[Records from a collection]
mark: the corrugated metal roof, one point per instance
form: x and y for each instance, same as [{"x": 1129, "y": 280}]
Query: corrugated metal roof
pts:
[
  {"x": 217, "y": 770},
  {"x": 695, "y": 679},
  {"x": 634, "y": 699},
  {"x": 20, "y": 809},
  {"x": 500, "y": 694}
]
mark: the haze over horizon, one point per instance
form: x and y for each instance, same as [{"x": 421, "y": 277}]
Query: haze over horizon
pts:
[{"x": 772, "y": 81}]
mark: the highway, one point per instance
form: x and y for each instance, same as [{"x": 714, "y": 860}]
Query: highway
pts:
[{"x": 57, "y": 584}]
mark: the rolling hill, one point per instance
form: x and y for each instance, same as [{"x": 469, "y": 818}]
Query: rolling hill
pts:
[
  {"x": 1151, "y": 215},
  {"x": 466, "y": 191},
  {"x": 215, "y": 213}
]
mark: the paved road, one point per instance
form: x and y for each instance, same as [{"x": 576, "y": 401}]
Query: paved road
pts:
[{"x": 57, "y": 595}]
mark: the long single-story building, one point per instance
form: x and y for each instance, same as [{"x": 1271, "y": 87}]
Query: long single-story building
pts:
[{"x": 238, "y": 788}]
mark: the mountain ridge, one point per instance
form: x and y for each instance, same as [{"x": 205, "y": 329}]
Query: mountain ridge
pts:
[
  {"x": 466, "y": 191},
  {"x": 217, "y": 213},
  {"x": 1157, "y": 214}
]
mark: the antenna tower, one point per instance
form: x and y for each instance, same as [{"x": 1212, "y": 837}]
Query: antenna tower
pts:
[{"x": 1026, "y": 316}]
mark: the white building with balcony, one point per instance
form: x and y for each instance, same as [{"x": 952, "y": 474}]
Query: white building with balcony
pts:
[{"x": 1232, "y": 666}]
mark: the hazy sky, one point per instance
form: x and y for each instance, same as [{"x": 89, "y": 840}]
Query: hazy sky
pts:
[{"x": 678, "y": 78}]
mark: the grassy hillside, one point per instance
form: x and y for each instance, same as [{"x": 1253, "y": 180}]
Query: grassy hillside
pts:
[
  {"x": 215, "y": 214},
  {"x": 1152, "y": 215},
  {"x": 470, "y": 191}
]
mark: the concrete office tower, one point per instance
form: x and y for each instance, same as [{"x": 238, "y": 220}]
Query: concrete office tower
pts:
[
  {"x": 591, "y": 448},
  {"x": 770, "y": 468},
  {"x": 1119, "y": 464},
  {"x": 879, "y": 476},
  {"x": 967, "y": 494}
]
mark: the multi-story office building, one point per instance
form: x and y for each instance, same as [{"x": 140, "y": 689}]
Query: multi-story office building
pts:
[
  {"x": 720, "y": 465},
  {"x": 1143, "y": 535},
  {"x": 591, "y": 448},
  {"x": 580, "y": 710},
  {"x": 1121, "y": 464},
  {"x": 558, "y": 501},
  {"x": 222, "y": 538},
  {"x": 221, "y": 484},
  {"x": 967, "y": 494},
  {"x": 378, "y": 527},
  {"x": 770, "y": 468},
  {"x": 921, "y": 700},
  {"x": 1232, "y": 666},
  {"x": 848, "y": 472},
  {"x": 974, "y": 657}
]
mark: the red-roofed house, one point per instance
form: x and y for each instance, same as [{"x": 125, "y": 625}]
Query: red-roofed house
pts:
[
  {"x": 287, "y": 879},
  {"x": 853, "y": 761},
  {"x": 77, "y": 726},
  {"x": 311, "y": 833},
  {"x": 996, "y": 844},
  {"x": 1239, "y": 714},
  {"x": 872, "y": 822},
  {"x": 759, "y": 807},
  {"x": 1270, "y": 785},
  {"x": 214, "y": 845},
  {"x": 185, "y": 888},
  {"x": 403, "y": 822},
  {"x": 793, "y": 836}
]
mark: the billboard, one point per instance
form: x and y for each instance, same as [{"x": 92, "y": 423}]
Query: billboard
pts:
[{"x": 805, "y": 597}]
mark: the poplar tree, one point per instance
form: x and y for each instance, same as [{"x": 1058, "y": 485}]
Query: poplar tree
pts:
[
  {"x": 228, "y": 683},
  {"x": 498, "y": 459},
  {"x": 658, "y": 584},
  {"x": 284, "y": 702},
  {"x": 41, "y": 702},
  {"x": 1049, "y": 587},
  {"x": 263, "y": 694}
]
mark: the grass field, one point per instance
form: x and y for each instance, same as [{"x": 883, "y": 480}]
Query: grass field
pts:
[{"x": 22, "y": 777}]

REQUIRED WORK: Pull out every line in the data above that has the word "roofed".

EXERCISE RESPONSE:
mark: the red-roofed house, one point per instance
Query: red-roofed house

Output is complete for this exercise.